[START Document passage]

Thursday, May 27, 2021



About ten days ago, I drove the length of Old Mission to photograph the cherry blossoms in full bloom.  It was a gorgeous sight in comparison to the early season blossoms I’d shot a month ago.  There were backdrops of the bay in several images.  Two-tracks beckoned me into the orchards.  I met several owners who welcomed my interest and picture-taking.  My favorite was an orchard near the tip which had tulips blooming alongside the cherries.  Enjoy! 

Thursday, May 20, 2021



I’ve been living in Traverse City for nearly three and a half years and have been searching for a field of trillium like I saw while living in Northport.  I've not yet located such a large patch here, but in the Northport area, there are actually two large hills carpeted with trillium.


 The  first site is officially known as Trillium Hill and is on Johnson Road off M-22.  The sign here is of the property owners’ land, which is private, but if you proceed down the hill you’ll see the actual trillium hill.


 This Trillium Hill is a heavily wooded hillside that is partly-shaded and borders a wetland area.  That specific habitat type is one reason why it’s difficult to transplant trillium to neighborhoods gardens.


 Trillium Hill is actually a series of hills that stretch on for perhaps an eighth of a mile.  It can be pretty dark to photograph in the morning, but in the afternoon, the sun streams through, highlighting the trillium and sending shadows throughout.


 Zooming in a bit, I was able to catch close-ups of the densely-populated trillium.

[END Document passage]
[START Task inputs]

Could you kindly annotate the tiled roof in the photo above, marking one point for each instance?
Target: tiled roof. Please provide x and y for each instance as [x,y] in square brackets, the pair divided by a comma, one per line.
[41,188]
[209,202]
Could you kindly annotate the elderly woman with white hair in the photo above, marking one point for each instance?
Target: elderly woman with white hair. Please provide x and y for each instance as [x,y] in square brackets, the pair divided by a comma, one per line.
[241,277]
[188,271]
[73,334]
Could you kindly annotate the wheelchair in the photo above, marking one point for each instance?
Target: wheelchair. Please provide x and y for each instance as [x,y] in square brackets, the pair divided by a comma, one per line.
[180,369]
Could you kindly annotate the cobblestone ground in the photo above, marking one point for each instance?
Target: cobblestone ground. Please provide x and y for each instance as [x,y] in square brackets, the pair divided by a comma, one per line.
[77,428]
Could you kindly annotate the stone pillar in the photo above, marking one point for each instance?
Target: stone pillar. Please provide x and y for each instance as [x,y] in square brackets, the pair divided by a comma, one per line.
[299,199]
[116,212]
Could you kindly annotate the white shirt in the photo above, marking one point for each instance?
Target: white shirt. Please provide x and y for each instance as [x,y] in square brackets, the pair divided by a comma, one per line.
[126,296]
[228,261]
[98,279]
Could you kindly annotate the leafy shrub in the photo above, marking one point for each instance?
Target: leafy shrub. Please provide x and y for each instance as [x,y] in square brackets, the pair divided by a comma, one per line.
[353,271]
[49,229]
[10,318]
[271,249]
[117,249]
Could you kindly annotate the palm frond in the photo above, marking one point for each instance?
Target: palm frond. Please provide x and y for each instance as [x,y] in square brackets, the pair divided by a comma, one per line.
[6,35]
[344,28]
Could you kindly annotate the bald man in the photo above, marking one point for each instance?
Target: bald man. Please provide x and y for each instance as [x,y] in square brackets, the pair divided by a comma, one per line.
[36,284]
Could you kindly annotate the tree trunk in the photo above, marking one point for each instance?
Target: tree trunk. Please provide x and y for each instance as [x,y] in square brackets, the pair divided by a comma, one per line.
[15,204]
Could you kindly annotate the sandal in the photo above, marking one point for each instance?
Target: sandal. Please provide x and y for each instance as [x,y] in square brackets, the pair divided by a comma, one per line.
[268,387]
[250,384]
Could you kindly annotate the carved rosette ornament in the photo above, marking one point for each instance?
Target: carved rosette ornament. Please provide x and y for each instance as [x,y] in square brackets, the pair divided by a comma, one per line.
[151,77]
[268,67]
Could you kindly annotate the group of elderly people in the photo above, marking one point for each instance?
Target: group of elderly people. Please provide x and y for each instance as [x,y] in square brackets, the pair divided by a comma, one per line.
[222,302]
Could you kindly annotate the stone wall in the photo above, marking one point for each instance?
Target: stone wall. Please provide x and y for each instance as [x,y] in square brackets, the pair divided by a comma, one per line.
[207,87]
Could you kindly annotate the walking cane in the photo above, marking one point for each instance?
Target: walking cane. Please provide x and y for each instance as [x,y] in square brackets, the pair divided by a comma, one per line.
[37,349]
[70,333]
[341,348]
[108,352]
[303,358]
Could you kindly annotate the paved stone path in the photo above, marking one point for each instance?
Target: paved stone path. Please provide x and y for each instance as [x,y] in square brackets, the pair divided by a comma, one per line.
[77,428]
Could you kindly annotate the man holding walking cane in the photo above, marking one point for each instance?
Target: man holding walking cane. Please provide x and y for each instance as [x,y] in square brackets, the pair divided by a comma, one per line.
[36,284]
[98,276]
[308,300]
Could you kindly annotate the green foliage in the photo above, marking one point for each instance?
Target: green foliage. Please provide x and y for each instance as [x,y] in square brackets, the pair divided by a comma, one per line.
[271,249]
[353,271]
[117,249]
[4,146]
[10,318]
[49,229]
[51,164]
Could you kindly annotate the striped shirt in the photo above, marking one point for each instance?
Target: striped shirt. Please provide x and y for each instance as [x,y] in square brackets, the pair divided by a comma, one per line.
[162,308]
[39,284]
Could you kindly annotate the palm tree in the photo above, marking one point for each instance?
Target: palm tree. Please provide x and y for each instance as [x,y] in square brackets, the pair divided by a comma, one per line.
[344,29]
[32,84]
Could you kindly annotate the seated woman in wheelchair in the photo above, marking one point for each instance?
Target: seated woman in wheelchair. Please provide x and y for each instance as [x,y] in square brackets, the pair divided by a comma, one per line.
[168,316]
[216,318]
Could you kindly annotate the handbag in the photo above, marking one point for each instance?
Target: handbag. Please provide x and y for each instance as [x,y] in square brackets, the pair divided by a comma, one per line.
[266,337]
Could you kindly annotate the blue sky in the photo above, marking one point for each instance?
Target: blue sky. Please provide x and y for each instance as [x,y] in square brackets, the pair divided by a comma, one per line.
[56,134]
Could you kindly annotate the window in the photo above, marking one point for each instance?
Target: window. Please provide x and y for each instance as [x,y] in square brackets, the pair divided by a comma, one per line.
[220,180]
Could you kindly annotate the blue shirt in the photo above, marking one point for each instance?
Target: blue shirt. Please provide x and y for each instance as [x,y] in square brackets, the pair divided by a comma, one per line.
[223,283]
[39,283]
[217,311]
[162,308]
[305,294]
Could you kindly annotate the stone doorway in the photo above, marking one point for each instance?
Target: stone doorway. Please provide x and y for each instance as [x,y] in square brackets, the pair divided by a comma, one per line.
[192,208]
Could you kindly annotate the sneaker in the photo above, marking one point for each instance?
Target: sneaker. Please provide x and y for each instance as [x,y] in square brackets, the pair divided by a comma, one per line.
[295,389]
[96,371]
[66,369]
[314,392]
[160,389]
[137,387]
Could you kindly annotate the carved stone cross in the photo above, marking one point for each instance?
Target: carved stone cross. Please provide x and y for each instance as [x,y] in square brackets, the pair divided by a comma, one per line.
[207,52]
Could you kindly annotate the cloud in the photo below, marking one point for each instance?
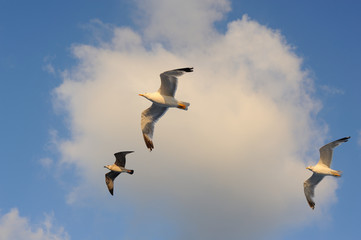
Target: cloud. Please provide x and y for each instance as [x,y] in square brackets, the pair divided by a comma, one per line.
[230,167]
[332,90]
[12,226]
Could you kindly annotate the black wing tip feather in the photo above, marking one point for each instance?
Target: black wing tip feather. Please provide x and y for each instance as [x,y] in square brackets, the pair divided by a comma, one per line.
[345,139]
[148,142]
[124,152]
[189,69]
[109,183]
[312,204]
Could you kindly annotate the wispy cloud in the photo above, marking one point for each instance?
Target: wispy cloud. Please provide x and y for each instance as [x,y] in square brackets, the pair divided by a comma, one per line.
[230,167]
[13,226]
[332,90]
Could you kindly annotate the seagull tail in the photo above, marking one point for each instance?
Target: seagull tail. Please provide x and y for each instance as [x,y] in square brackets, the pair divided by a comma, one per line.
[336,173]
[183,105]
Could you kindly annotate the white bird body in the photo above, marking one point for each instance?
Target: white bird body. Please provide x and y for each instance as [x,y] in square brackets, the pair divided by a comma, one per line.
[162,100]
[321,169]
[117,168]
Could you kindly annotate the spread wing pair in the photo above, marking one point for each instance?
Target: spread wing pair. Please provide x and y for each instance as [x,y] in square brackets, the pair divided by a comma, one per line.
[321,169]
[115,169]
[162,100]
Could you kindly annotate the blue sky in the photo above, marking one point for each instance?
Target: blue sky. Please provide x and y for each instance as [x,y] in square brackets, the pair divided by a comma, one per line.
[61,63]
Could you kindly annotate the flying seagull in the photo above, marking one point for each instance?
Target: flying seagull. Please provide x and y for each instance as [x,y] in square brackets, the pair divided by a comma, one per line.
[321,169]
[117,168]
[162,100]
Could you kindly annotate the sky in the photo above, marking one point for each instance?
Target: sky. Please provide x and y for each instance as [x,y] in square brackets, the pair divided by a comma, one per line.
[272,83]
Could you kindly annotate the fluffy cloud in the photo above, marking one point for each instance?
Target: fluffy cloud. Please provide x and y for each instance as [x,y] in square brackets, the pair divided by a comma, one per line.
[232,166]
[12,226]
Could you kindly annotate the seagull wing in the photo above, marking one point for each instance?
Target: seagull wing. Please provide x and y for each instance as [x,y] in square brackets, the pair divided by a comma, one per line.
[149,117]
[169,81]
[309,188]
[120,158]
[109,180]
[327,150]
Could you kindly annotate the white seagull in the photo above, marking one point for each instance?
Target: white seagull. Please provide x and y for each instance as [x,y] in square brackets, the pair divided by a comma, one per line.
[162,100]
[117,168]
[321,169]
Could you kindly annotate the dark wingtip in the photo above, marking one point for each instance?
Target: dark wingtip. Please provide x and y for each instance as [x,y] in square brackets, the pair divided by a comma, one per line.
[148,142]
[185,69]
[345,139]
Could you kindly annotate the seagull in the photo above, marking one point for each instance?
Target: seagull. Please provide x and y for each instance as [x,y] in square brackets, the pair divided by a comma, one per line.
[117,168]
[162,100]
[321,169]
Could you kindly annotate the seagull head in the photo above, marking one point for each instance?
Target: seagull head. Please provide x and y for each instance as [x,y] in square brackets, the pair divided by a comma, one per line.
[309,168]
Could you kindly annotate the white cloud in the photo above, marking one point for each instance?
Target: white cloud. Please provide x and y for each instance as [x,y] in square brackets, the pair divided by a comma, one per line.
[332,90]
[13,226]
[230,167]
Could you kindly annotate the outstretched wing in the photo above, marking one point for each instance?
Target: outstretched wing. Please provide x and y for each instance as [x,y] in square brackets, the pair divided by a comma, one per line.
[149,117]
[120,158]
[109,180]
[309,188]
[327,151]
[169,81]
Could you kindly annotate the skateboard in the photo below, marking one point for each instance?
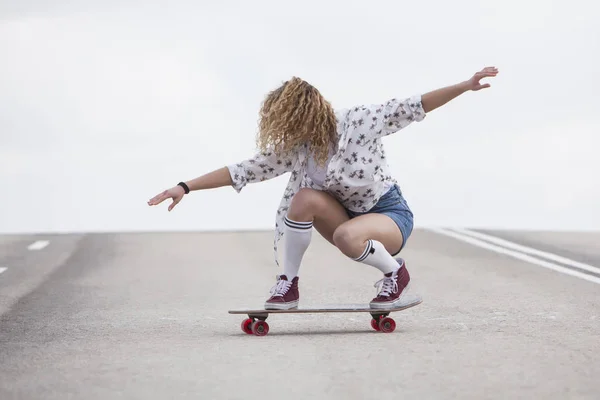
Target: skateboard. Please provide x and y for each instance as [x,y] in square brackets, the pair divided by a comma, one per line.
[256,323]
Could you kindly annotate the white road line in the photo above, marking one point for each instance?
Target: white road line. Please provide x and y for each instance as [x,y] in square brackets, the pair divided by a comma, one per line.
[38,245]
[528,250]
[515,254]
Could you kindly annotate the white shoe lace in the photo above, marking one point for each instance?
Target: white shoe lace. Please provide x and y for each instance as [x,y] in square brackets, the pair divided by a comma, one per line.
[281,287]
[388,286]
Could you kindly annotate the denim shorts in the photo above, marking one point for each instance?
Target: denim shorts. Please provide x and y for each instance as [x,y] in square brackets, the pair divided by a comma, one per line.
[392,204]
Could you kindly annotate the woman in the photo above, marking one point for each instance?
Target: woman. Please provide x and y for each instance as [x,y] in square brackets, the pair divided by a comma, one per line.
[339,183]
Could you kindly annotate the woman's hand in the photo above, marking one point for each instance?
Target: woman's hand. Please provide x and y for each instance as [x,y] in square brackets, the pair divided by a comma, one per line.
[437,98]
[176,193]
[473,83]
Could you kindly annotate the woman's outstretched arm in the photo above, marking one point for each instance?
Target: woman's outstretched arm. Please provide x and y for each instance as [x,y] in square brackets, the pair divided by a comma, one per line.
[437,98]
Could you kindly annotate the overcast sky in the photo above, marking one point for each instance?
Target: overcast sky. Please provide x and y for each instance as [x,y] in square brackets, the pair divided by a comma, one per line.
[104,104]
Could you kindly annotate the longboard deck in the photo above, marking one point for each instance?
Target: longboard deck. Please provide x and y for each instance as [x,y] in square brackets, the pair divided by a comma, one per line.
[410,301]
[256,323]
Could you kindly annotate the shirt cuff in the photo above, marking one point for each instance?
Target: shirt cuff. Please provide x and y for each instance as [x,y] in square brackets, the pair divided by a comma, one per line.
[416,108]
[238,176]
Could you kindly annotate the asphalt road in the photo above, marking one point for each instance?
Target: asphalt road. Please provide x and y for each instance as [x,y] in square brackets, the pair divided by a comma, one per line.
[144,316]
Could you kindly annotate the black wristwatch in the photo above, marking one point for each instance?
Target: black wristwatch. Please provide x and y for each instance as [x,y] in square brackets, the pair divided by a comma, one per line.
[185,187]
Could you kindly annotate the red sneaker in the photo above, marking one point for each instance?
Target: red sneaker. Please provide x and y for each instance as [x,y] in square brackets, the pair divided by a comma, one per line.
[285,294]
[393,286]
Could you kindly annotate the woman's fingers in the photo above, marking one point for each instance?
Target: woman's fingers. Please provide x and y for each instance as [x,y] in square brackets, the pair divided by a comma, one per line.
[174,203]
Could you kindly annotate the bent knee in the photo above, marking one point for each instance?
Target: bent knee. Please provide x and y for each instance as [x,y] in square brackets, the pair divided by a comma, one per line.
[347,240]
[305,203]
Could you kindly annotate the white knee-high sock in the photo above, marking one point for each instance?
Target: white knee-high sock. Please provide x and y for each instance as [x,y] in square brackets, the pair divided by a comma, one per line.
[297,238]
[377,256]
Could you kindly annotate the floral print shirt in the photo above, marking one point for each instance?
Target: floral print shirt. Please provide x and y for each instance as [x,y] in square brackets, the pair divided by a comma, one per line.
[356,175]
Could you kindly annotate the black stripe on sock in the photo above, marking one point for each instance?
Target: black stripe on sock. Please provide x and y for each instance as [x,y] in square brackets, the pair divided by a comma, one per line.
[365,253]
[297,225]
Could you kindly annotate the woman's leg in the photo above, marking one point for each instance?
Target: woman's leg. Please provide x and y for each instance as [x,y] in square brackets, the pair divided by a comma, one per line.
[372,239]
[309,208]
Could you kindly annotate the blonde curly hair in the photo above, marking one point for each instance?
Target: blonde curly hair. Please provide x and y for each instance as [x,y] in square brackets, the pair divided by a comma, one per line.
[296,114]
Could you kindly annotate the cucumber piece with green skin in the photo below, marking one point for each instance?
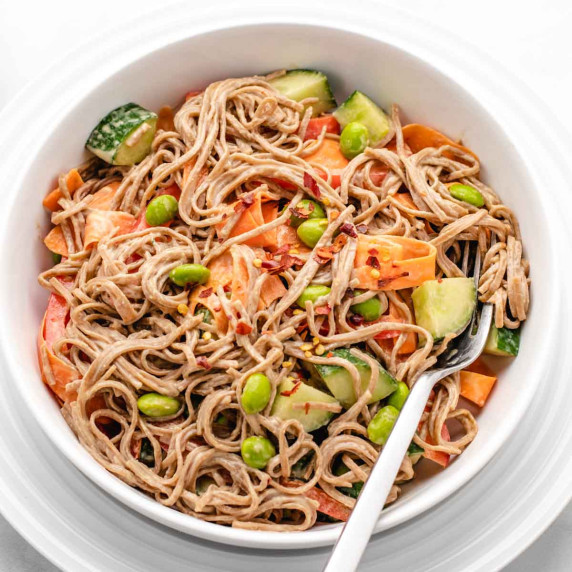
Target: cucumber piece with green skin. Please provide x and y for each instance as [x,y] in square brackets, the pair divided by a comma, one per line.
[301,393]
[444,306]
[300,84]
[360,108]
[340,383]
[124,136]
[503,342]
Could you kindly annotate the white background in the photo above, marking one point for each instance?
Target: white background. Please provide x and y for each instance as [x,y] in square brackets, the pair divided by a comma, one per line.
[532,39]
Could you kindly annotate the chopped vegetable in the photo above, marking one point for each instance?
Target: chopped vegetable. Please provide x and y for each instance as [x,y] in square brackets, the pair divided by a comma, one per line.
[340,382]
[419,137]
[311,230]
[257,451]
[354,139]
[317,124]
[329,155]
[124,136]
[256,393]
[312,293]
[300,84]
[294,400]
[189,274]
[386,262]
[358,107]
[503,342]
[73,183]
[380,427]
[476,387]
[157,405]
[445,306]
[467,194]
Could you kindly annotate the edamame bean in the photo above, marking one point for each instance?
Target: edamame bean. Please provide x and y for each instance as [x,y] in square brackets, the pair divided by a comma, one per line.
[311,230]
[257,451]
[467,194]
[315,209]
[399,396]
[206,313]
[354,139]
[380,426]
[370,310]
[256,393]
[161,210]
[157,405]
[312,293]
[186,273]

[END Task inputs]

### Tasks
• 1. In the blog post, what road is Trillium Hill on?
• 2. Please filter the entries, keeping every line that contains the string "skin".
The blog post and the entries have no connection to each other.

### Correct answers
• 1. Johnson Road, off M-22.

• 2.
Could you kindly annotate the cucumber piece with green skin in the photo below, marking one point for each instance?
Target: cucumber piece with green skin. Please provide x and y for each instance as [x,y] in square brackets, the pair divided by a comma, one per line.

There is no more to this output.